The book is comprised of ten essays that explore community, family structure, and the origin of an aesthetic which shaped a heritage of quilt making among at least 5 generations of women born in the enclave of Gee's Bend, Alabama. It is wonderfully full of stunning photographs by the Pitkin Studio of Rockford, Illinois and by Paul and William Arnett. It is, as they say, hard to put down. Quilters should be prepared to suddenly find themselves appraising the potential of old clothes and attempting patternless work. Non quilters should enjoy both the color and the history.
This is the third monograph* to celebrate the quilts and their makers and while I don't have the former books to compare contents, I did see a variation of this exhibit at the Corcoran Gallery in DC and I can tell you that you may well enjoy this book no matter how much you have looked at the others. There are quilts here made in the last four years as well as some of the finest previously documented.
The essays explain the environment and the historical connections between generations, but at the heart of the book are the voices of three quilters: Louisiana P. Bendolph, Mary Lee Bendolph, and Loretta Bennett. Particularly satisfying is the highlighting of the recent Bendolph quilts which affirm the organic development of a sensitive and discriminating aesthetic as well as the pride developed in seeing how the community's quilts were treated in museums and in print.

......

Written instruction 1:
Do these statements agree with the quilt book review? Answer yes or no for each, quoting the words of the review that decide it. (a) The book is made up of ten essays. (b) The reviewer compared this book with the earlier monographs. (c) The voices of three quilters are at the heart of the book.
The review and the rows were taken from unrelated sources.

......

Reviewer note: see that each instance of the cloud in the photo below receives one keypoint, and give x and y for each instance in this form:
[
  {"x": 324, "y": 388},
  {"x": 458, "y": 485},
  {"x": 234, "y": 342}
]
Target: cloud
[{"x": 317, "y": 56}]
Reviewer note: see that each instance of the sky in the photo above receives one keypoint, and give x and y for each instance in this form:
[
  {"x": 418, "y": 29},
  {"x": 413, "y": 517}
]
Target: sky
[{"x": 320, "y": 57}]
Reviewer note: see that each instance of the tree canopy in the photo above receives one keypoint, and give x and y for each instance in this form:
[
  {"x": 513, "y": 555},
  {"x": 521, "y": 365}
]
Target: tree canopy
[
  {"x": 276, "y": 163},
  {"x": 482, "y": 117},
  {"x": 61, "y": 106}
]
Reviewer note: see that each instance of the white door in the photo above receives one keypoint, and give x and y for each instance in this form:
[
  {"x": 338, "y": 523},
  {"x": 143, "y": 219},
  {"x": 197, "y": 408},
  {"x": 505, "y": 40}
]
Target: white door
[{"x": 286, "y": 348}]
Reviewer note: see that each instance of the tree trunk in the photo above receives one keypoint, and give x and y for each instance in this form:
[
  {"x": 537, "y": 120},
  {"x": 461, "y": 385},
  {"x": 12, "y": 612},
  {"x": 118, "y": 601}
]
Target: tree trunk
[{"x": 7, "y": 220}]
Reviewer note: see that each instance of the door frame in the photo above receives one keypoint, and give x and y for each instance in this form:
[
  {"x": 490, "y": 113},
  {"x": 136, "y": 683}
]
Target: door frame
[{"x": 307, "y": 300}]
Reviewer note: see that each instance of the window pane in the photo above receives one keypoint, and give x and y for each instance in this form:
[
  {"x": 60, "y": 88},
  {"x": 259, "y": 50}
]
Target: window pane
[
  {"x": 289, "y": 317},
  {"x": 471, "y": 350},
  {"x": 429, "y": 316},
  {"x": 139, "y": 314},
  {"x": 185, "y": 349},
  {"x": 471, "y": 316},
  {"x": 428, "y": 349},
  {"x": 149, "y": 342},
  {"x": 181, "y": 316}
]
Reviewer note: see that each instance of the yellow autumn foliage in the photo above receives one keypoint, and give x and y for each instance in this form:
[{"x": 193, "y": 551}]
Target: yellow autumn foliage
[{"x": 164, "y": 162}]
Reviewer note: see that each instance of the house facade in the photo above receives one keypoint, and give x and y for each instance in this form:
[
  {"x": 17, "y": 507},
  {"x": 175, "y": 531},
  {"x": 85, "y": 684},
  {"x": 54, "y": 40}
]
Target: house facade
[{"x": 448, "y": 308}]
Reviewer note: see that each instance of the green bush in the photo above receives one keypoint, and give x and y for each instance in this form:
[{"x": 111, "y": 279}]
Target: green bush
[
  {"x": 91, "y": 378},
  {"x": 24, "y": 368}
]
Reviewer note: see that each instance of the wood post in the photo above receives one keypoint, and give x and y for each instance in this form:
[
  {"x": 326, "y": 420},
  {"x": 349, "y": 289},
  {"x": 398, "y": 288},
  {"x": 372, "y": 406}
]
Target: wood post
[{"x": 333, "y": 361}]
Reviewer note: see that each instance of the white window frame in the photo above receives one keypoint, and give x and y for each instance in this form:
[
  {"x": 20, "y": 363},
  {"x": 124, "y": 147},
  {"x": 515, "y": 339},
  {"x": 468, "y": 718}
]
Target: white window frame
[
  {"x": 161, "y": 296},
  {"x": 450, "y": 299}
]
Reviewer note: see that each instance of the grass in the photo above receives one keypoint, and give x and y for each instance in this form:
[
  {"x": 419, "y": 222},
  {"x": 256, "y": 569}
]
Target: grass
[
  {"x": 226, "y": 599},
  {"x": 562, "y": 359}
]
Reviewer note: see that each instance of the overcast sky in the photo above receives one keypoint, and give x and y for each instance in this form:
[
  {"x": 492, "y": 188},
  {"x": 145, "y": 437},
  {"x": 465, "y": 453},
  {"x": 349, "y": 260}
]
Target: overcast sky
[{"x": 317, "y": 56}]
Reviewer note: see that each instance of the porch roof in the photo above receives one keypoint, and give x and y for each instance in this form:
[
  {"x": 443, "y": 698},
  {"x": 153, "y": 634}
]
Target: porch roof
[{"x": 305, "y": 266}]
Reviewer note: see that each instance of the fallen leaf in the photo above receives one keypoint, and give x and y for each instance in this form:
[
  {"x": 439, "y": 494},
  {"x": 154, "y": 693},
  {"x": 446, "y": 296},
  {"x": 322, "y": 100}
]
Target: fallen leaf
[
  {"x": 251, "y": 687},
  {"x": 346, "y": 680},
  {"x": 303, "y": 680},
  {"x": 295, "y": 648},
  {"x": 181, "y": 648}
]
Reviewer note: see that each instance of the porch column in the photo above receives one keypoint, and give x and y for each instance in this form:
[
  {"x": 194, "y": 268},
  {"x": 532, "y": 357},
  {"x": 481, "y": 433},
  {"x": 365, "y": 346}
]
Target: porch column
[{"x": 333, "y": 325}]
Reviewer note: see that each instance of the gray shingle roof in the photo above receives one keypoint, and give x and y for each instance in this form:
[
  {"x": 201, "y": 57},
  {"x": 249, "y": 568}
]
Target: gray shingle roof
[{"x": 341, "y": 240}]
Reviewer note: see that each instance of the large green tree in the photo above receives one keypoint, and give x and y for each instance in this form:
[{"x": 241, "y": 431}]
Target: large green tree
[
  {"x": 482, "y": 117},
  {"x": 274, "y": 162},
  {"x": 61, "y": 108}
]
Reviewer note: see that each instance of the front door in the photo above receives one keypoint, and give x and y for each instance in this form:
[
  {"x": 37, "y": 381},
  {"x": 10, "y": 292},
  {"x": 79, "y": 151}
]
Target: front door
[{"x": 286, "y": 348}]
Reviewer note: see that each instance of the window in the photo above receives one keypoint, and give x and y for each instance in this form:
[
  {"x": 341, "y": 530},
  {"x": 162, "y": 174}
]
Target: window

......

Written instruction 2:
Locate each line in the rows that contains the string "overcast", and copy those lines. Case counts.

Exercise response 1:
(a) Yes: "The book is comprised of ten essays"
(b) No: "while I don't have the former books to compare contents"
(c) Yes: "at the heart of the book are the voices of three quilters"

Exercise response 2:
Reviewer note: see that each instance of the overcast sky in the photo above receives one keypoint, and give x and y for each instance in this form:
Target: overcast sky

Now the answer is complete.